▶ [Task goal]:
Answer these questions using the Central African Republic recommendations below.
1. Which Security Council resolution is cited for the November renewal of MINUSCA's mandate?
2. How many grave violations against children did the Country Task Force on Monitoring and Reporting verify between February and June, and which violation was most prevalent?
3. Which three groups does the text urge to fully and swiftly implement their respective action plans?

▶ [Text excerpt]:

*** Block opens ***

Recommendations to the Security Council

For a printable version of Watchlist’s November 2023 Children and Armed Conflict Monthly Update, click here.

Central African Republic (CAR)

Local militias known as anti-balaka, the Lord’s Resistance Army (LRA), and the Front populaire pour la renaissance de la Centrafrique (FPRC), Mouvement patriotique pour la Centrafrique (MPC), and Union pour la paix en Centrafrique (UPC) as part of the former Séléka coalition, are all listed in the annexes of the Secretary-General’s (SG) 2023 annual report (S/2023/363) on children and armed conflict (CAAC) for various grave violations against children. In November, MINUSCA’s mandate is up for renewal, per SCR 2659 (2022). In October, the Special Representative of the SG for CAAC (SRSG-CAAC), briefed the 2127 sanctions committee noting a decrease in verified grave violations as compared to 2021, while stating that violations are believed to be underreported, and emphasizing the need to prioritize prevention of grave violations, tackle prevalent impunity, and scale up child-sensitive disarmament, demobilization, and reintegration. According to the SG’s June report on MINUSCA (S/2023/442), the Country Task Force on Monitoring and Reporting (CTFMR) verified 136 grave violations against children in CAR between February and June, the most prevalent of which were recruitment and use (87 cases). The Security Council should:

  • Renew MINUSCA’s child protection mandate, maintaining sufficient capacity in the child protection unit to fully deliver on this mandate, and ensure child protection continues to be prioritized as a cross-cutting issue;
  • Call on all parties to uphold their obligations under international humanitarian law (IHL) and human rights law (IHRL), and to end and prevent grave violations against children, including by engaging with the UN to sign and implement action plans to end and prevent all six grave violations against children; urge the MPC, FPRC, and UPC to fully and swiftly implement their respective action plans and release all children still in their ranks;
  • Call on the Government to fully implement all aspects of the Child Protection Code and to ensure perpetrators of grave violations are held accountable and that child survivors of sexual violence have access to comprehensive, gender-sensitive, and age-appropriate response systems and services, and strengthen preventive measures; encourage the Government to appoint child protection focal points in the armed forces and establish effective measures in cooperation with the UN to end and prevent grave violations by National Defense Forces and other security personnel, including through the adoption of a national prevention plan;
  • Urge the adoption and implementation of a handover protocol to facilitate the release of children to civilian child protection actors, prioritizing their reintegration in line with the Paris Principles and Commitments, which the Government has endorsed;
  • Call on all parties to swiftly and fully implement the recommendations of the Security Council Working Group on CAAC (SCWG-CAAC), as elaborated in its fifth conclusions on CAR.

*** Block closes ***

▶ [Extracted data]:
*** Block opens ***

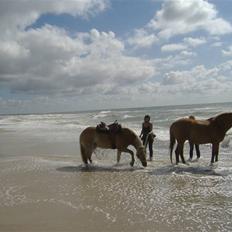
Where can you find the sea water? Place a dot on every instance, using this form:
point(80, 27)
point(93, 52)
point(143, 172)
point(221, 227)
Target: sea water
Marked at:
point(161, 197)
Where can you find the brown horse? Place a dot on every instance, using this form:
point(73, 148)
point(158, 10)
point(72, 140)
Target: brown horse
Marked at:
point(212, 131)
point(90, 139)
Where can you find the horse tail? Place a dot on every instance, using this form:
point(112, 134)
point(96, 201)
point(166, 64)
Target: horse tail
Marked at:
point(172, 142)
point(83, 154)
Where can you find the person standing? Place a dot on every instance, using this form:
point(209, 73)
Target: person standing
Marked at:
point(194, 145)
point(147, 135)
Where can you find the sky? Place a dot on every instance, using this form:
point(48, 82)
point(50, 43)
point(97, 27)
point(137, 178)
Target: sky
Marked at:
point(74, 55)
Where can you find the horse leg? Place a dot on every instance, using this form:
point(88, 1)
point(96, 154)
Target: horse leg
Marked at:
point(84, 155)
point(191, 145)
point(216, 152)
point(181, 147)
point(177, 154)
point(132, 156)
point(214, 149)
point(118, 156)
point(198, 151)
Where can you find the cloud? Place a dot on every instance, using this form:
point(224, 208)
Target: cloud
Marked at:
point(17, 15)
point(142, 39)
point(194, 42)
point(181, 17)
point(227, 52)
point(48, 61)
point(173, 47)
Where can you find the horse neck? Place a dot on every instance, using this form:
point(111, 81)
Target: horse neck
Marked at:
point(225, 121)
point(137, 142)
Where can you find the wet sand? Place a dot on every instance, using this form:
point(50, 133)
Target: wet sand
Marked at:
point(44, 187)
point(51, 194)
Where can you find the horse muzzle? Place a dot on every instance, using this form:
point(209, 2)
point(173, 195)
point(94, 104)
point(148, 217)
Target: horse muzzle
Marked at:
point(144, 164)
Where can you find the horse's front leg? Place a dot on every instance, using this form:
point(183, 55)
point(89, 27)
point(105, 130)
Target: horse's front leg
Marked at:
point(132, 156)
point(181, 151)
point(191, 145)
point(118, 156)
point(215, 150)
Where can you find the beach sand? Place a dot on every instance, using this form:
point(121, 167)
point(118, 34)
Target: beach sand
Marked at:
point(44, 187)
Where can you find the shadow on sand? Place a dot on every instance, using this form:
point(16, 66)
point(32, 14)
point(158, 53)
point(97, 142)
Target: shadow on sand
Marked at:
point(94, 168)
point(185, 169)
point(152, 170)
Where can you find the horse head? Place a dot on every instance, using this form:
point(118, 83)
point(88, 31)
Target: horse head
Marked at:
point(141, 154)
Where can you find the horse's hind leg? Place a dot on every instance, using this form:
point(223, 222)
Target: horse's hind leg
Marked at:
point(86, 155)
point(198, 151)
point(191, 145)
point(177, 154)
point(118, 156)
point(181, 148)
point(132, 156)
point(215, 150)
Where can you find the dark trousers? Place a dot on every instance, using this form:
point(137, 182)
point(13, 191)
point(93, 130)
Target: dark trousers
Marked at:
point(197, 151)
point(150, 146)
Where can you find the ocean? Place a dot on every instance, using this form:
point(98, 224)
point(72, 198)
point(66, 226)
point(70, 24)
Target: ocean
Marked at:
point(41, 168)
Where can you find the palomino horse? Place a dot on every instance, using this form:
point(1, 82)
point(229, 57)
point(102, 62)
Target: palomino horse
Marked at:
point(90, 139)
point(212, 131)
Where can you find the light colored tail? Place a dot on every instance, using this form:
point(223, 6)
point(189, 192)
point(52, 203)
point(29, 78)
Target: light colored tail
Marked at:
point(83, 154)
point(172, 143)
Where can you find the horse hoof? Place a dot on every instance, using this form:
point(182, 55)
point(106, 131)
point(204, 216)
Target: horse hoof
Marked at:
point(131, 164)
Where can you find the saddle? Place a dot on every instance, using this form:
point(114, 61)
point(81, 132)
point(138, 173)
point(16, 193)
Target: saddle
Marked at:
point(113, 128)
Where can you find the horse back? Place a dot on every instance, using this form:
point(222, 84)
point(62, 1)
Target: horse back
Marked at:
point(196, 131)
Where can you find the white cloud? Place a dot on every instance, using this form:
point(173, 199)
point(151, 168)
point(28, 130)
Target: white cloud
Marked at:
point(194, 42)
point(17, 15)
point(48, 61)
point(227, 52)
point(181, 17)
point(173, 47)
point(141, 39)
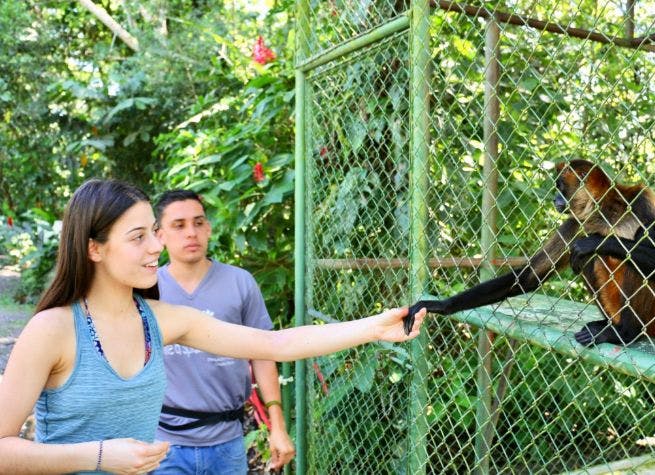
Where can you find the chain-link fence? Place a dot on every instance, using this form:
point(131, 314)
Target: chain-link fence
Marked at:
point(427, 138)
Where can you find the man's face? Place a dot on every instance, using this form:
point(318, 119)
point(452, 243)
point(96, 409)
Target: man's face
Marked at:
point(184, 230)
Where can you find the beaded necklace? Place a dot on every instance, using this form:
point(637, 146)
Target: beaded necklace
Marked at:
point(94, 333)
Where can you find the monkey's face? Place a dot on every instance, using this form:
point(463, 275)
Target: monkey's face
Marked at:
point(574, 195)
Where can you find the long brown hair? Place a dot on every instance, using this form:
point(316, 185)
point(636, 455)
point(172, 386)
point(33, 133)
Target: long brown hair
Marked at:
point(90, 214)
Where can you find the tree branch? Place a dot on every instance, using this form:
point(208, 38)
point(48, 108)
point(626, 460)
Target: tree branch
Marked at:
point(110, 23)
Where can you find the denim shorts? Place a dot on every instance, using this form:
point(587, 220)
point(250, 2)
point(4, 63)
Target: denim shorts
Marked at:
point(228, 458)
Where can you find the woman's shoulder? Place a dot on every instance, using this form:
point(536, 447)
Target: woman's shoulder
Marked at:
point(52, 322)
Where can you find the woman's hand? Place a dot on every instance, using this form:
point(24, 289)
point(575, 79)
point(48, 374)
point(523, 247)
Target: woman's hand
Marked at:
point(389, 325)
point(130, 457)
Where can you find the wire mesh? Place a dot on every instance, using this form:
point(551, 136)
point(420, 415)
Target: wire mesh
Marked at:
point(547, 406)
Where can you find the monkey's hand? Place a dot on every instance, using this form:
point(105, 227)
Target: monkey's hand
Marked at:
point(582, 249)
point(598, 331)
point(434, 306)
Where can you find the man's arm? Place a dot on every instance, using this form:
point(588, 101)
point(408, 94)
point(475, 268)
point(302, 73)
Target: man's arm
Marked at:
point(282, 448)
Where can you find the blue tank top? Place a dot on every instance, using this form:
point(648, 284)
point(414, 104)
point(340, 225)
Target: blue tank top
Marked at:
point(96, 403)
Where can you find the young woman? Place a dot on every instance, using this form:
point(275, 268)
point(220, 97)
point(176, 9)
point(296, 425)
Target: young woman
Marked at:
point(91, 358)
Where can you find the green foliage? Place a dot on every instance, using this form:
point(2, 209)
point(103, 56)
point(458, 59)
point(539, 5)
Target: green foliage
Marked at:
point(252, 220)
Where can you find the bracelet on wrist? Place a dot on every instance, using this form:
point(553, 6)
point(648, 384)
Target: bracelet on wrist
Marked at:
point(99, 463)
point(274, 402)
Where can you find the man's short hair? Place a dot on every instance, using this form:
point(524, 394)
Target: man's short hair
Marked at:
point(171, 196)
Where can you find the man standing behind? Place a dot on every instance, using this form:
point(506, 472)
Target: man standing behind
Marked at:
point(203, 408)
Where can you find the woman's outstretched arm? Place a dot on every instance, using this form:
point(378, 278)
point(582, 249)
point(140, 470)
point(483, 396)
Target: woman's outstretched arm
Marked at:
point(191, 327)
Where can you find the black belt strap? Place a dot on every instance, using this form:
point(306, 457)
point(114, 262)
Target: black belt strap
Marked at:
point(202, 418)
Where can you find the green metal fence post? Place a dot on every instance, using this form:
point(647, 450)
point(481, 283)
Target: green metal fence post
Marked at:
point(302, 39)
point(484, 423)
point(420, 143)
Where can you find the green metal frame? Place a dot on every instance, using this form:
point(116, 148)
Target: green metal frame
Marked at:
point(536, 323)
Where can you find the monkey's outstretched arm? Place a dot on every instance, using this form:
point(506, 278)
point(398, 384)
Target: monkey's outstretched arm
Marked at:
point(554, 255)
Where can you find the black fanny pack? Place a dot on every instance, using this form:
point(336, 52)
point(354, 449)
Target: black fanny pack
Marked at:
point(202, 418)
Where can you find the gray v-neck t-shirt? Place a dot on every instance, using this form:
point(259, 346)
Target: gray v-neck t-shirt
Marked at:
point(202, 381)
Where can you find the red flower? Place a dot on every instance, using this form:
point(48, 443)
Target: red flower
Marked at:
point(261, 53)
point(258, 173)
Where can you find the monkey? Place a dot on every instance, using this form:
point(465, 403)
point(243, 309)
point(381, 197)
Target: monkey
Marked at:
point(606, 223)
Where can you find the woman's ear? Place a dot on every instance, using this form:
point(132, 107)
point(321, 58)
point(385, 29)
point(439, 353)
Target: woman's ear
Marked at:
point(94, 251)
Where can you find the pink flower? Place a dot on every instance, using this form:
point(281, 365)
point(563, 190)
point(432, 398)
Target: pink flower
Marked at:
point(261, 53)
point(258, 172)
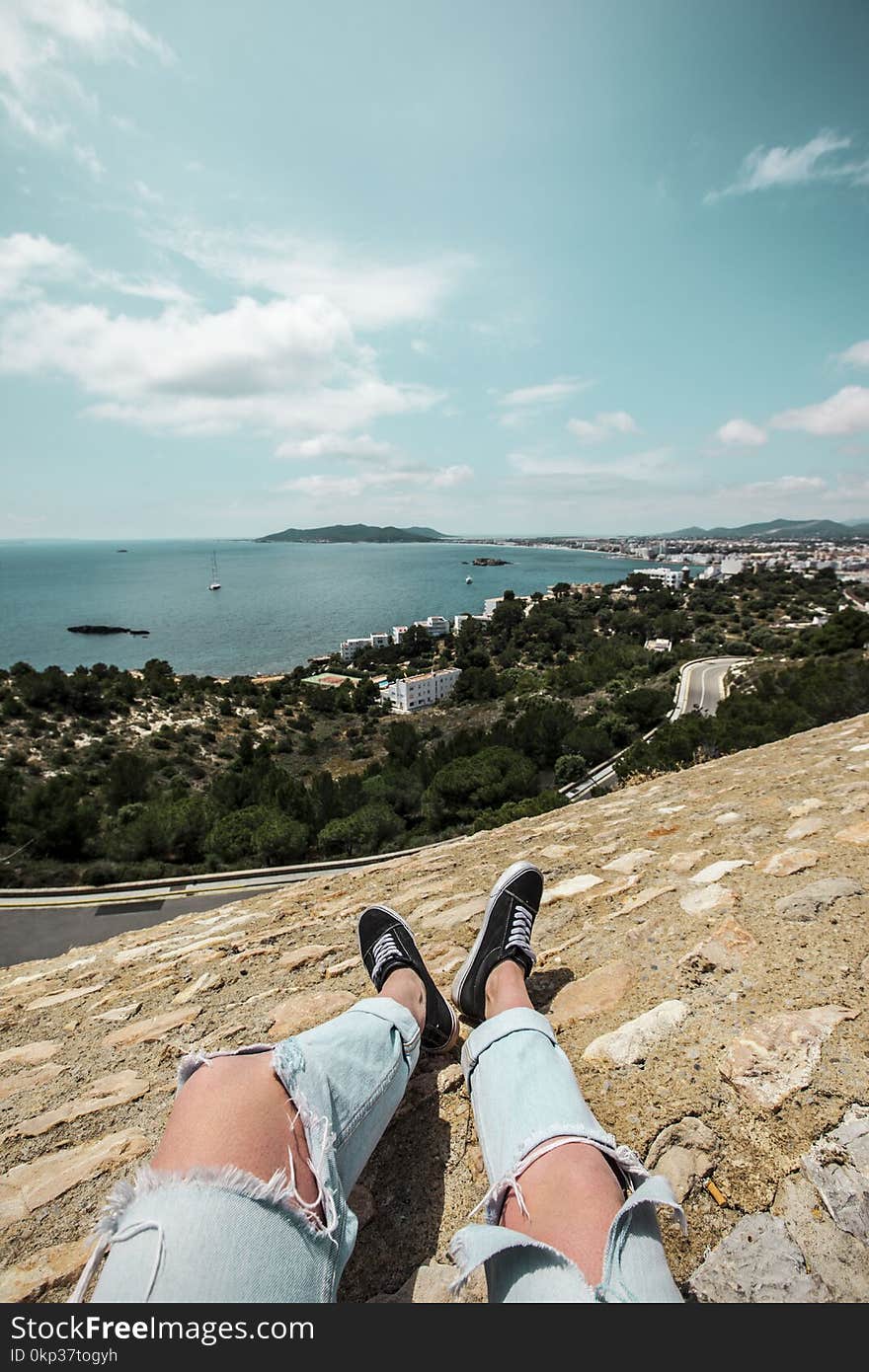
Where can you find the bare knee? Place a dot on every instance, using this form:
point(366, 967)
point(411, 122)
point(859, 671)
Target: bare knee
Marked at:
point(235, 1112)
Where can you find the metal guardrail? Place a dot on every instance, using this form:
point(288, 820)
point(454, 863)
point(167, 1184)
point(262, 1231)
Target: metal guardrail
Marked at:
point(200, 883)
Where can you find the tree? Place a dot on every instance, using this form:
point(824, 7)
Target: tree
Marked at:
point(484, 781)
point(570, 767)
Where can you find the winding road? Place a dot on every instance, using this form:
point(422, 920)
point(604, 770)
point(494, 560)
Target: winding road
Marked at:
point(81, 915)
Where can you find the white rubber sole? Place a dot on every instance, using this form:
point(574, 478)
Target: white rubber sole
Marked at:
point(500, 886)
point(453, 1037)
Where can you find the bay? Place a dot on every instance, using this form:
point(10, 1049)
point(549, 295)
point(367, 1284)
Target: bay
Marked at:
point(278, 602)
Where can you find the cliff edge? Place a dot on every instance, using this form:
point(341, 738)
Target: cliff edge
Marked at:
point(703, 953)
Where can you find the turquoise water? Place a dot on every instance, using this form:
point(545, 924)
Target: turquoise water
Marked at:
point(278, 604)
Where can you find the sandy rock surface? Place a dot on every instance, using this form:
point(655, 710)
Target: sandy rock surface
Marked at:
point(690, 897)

*** Block closes ***

▶ [Exercise result]:
1. SCR 2659 (2022).
2. 136 grave violations; recruitment and use was most prevalent, with 87 cases.
3. The MPC, FPRC, and UPC.